Vabbè, fermiamoci qui: Boris è attinente a qualunque tema possibile, e non ci sentiamo di escludere che a un certo punto abbia raccontato la nostra vita futura in una puntata di quindici anni fa. Vale un po’ per tutto, e ovviamente vale parecchio quando si parla delle serie tv. E allora spostiamoci dall’Italia agli Stati Uniti: da una comedy all’altra, andata in onda più o meno nello stesso periodo. Una comedy eccezionale, acclamata dalla critica e con un fandom solido che ne ha fatto una delle serie più influenti degli ultimi vent’anni.
E no: non stiamo ancora parlando di Boris, bensì di 30 Rock.
Una delle comedy migliori che con ogni probabilità non avete mai visto, a meno che non siate “abbronzati e abbienti”. Chiaramente si esagera e prendete il filtro ironico per quello che è, ma la realtà non è distante: parliamo, infatti, di una serie che piaceva tantissimo alle élite, ma non ha mai avuto una diffusione di massa davvero rilevante. Insomma, è una serie in cui Stanis La Rochelle avrebbe recitato volentieri, prima di rovinare tutto.
30 Rock, infatti, è uno di quei casi in cui il successo e l’iconicità non vanno di pari passo con l’apprezzamento globale di un pubblico trasversale.
☆ ☆ ☆ ☆ ☆ ☆ ☆
(Cosa si chiede)
1/ Stabilisci se ciascuna affermazione concorda con il brano su 30 Rock, rispondendo sì o no e citando le parole decisive: (a) 30 Rock è una comedy statunitense; (b) 30 Rock ha avuto una diffusione di massa molto ampia; (c) la serie piaceva molto alle élite.
2/ Prosegui il brano su 30 Rock a partire dal punto in cui si ferma.

(Sezione dati)
☆ ☆ ☆ ☆ ☆ ☆ ☆
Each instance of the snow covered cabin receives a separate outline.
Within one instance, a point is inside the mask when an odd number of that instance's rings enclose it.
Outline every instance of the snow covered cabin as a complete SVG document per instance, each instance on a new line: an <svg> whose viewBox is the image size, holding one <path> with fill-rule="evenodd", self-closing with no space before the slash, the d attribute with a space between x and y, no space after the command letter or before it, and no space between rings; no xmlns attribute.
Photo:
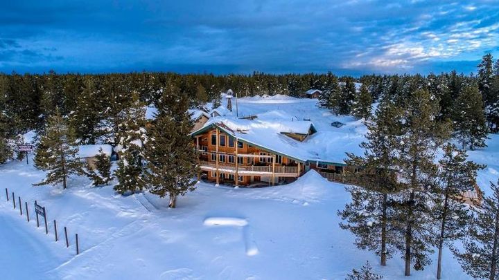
☆ ☆ ☆ ☆ ☆ ☆ ☆
(Risposte ai compiti)
1/
(a) Sì: «spostiamoci dall’Italia agli Stati Uniti: da una comedy all’altra».
(b) No: «non ha mai avuto una diffusione di massa davvero rilevante».
(c) Sì: «una serie che piaceva tantissimo alle élite».

2/
Altro che Boris, una comedy che ha fatto le sue maggiori fortune dalla diffusione dal basso: non ci torneremo ora perché ne abbiamo parlato qualche tempo fa in un articolo dedicato, ma è interessante portare avanti ancora per un po’ i parallelismi con 30 Rock, comedy con la quale presenta in effetti più di un’affinità. Entrambe le serie, infatti, non ebbero un successo immediato: Boris, andata in onda inizialmente sulla Fox italiana, era destinata a un target molto specifico di addetti ai lavori e appassionati dal gusto comico raffinato. Un pubblico preparato: non necessariamente abbiente o abbronzato, ma preparato.
Poi è successo quello che è successo: Boris, oggi, è popolare nel midollo, e ha saputo combinare i presupposti iniziali, “elitari”, con un linguaggio accessibile e trovate irresistibili per il grande pubblico. 30 Rock, invece, è ancora oggi uno straordinario successo… di nicchia. Molto esposto in alcuni ambiti, ma anche dimenticata rapidamente dal pubblico di massa.
Nemmeno la diffusione in streaming, elemento centrale per l’ascesa di Boris, ha contribuito granché alla sua riscoperta: 30 Rock è ancora un oggetto misterioso per i più. Acclamata più sulla fiducia che dopo un’effettiva diffusione.
Ciò è un problema? No, affatto. E ne parleremo tra poco. Prima di procedere, però, alcuni dati utili per rendere meglio l’idea.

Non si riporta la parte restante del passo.